---- INPUT
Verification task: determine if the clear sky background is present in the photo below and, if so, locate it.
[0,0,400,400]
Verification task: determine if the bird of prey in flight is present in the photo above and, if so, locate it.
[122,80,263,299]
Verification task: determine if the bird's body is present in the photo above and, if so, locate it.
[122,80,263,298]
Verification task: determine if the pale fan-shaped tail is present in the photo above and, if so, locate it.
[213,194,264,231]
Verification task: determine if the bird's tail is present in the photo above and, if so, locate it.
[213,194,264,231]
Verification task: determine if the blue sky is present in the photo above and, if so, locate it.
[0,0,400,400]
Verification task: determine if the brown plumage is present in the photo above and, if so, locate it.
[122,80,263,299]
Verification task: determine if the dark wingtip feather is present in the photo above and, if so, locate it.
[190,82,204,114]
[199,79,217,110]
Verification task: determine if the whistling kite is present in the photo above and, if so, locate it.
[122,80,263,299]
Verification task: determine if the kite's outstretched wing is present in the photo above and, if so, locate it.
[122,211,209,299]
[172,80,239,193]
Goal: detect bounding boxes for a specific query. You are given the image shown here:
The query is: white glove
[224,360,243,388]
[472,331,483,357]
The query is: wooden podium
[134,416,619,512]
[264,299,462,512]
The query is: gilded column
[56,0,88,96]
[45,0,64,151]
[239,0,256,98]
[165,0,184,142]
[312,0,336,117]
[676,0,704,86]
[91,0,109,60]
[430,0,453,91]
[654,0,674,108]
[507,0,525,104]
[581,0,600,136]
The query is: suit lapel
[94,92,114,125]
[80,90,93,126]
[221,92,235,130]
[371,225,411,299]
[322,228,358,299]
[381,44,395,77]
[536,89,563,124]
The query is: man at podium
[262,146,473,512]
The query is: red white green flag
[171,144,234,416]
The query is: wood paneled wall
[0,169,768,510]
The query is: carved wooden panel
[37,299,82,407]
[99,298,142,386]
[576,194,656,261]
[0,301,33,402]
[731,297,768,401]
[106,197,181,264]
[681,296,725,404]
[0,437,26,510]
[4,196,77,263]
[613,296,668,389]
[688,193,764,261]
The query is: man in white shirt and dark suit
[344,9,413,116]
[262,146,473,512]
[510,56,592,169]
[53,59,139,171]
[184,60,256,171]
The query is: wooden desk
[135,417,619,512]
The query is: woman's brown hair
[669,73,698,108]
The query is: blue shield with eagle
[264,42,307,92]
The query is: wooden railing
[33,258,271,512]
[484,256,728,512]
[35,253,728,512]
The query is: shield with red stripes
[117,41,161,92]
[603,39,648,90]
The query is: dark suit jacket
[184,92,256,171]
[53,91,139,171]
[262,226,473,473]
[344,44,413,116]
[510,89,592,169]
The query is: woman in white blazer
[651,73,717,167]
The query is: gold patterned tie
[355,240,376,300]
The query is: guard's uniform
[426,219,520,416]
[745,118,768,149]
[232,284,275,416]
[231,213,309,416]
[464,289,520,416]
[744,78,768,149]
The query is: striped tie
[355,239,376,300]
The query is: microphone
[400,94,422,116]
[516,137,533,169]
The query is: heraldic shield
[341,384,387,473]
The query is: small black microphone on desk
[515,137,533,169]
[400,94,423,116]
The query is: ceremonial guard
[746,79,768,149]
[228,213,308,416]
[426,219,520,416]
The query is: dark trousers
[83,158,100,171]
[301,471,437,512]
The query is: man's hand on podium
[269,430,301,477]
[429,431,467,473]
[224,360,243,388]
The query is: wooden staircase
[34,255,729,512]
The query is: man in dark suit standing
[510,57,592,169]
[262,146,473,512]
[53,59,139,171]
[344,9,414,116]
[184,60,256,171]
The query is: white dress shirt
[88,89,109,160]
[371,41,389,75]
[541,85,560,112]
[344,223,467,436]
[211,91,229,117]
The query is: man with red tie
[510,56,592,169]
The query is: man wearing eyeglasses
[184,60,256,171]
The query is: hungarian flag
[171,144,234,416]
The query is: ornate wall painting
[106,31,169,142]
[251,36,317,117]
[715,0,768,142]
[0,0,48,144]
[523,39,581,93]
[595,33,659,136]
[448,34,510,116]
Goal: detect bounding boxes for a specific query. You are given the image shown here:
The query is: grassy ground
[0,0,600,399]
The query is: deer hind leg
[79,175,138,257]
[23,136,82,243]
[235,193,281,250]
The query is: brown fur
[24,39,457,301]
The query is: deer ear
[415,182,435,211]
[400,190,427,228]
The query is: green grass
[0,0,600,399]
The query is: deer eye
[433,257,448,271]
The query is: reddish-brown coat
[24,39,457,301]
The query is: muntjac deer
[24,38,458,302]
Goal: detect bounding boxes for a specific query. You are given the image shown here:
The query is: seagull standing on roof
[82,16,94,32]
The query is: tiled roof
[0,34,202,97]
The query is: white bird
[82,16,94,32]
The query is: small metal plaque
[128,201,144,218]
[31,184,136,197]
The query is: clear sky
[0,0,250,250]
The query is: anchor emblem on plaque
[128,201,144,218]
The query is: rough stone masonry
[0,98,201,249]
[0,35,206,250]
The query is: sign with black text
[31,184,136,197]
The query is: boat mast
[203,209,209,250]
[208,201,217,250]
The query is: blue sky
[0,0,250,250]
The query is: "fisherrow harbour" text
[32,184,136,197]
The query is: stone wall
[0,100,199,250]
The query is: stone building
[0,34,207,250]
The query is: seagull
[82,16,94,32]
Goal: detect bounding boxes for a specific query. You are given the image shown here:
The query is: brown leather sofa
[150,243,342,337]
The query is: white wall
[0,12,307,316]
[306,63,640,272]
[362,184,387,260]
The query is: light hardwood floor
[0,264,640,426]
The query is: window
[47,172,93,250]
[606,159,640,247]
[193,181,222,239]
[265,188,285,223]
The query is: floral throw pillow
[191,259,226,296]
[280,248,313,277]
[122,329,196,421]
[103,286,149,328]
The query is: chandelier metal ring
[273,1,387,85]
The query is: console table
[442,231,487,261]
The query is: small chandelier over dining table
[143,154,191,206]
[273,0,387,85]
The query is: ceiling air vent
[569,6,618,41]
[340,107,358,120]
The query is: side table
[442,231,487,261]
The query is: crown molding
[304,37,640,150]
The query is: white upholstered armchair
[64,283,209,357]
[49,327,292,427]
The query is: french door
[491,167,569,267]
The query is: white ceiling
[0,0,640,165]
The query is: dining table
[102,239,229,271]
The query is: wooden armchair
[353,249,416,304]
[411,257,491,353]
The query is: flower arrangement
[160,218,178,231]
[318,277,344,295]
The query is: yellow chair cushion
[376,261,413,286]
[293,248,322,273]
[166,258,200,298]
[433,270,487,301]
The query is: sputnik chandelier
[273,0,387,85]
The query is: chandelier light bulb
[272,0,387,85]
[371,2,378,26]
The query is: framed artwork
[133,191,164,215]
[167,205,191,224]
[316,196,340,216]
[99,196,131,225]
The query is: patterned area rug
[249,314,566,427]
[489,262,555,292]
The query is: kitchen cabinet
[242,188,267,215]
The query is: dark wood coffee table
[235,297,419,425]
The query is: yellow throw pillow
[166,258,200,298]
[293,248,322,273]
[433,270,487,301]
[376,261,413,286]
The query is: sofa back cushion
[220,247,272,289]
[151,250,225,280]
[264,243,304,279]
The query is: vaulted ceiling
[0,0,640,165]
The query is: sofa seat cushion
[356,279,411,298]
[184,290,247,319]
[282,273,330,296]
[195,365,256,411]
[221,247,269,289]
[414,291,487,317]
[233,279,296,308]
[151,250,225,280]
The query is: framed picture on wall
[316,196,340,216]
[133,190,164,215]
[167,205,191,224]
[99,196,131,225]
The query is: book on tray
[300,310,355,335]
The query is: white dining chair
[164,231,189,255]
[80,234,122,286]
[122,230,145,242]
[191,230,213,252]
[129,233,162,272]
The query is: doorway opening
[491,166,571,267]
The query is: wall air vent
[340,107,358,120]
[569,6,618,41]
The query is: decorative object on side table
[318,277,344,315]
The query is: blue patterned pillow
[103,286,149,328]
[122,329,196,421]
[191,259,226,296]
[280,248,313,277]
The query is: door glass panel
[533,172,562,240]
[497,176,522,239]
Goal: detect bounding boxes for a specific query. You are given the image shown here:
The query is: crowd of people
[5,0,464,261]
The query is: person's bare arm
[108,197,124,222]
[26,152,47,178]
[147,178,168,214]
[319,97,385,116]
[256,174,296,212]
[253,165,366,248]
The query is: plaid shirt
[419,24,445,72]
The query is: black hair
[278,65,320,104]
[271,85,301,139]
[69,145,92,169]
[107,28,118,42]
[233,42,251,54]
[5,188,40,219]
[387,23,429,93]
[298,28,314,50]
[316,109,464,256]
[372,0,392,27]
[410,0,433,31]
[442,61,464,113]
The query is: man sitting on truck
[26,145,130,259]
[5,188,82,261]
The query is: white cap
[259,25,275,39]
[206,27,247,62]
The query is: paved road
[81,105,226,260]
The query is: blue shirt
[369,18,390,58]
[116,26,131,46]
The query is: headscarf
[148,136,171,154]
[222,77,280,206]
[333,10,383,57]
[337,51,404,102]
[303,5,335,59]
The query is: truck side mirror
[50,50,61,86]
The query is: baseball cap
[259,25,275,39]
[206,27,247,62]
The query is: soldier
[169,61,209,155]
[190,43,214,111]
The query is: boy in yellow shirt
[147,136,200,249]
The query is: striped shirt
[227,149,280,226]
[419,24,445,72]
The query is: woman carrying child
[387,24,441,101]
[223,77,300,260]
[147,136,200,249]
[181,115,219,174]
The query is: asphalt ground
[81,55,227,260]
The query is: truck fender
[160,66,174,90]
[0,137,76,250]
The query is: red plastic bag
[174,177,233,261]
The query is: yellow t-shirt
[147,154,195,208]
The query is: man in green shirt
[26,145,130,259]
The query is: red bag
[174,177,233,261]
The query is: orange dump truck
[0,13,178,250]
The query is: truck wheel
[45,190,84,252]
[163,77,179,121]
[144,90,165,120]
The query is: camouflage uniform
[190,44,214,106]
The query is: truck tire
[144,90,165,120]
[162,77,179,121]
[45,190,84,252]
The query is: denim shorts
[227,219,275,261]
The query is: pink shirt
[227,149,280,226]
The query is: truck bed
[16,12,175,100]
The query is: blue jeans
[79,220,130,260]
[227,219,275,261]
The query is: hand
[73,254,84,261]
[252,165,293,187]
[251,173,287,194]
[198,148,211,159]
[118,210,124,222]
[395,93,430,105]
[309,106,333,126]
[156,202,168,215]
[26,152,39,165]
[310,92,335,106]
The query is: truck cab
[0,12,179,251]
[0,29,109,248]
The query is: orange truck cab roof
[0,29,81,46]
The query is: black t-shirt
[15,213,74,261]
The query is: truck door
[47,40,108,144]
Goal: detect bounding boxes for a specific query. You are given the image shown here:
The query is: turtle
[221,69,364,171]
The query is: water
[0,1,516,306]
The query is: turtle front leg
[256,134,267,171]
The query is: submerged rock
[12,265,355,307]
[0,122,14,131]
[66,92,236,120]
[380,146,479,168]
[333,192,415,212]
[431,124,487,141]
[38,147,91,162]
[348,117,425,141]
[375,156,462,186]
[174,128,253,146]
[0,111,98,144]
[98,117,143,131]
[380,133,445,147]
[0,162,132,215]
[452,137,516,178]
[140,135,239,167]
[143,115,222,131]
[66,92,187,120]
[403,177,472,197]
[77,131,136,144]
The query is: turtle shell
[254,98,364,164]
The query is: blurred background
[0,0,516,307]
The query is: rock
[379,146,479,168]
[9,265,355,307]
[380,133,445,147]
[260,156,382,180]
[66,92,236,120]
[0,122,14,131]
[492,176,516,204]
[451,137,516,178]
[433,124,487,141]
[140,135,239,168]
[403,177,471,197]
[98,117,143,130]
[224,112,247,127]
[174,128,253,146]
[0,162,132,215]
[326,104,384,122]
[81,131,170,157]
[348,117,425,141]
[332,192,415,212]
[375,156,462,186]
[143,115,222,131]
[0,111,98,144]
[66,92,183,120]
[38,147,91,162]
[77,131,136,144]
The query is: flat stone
--------
Turn everything in the entries above, from the line with "The query is: red bag" down to the line with "[256,134,267,171]", into a numbered list with blank lines left out.

1. The query is: red bag
2. [174,177,233,261]
3. The query is: orange dump truck
4. [0,13,178,250]
5. The query is: truck wheel
6. [45,190,84,252]
7. [163,77,179,121]
8. [144,90,165,120]
9. The query is: camouflage uniform
10. [190,44,214,106]
11. The query is: truck tire
12. [144,90,165,120]
13. [162,77,179,121]
14. [45,190,84,252]
15. The query is: denim shorts
16. [227,219,275,261]
17. The query is: pink shirt
18. [227,149,280,226]
19. The query is: truck bed
20. [16,12,175,100]
21. The query is: blue jeans
22. [79,220,130,260]
23. [227,219,275,261]
24. The query is: hand
25. [73,254,84,261]
26. [252,165,293,187]
27. [251,173,287,194]
28. [198,148,211,159]
29. [118,210,124,222]
30. [395,93,430,105]
31. [309,106,333,126]
32. [156,202,168,215]
33. [26,152,39,165]
34. [310,92,335,106]
35. The query is: truck cab
36. [0,12,179,251]
37. [0,29,109,248]
38. The query is: orange truck cab roof
39. [0,29,81,46]
40. The query is: black t-shirt
41. [15,213,74,261]
42. The query is: truck door
43. [47,40,108,144]
44. Goal: detect bounding boxes for a specific query. You are given the image shown here:
45. The query is: turtle
46. [221,69,364,171]
47. The query is: water
48. [0,1,516,306]
49. The query is: turtle front leg
50. [256,134,267,171]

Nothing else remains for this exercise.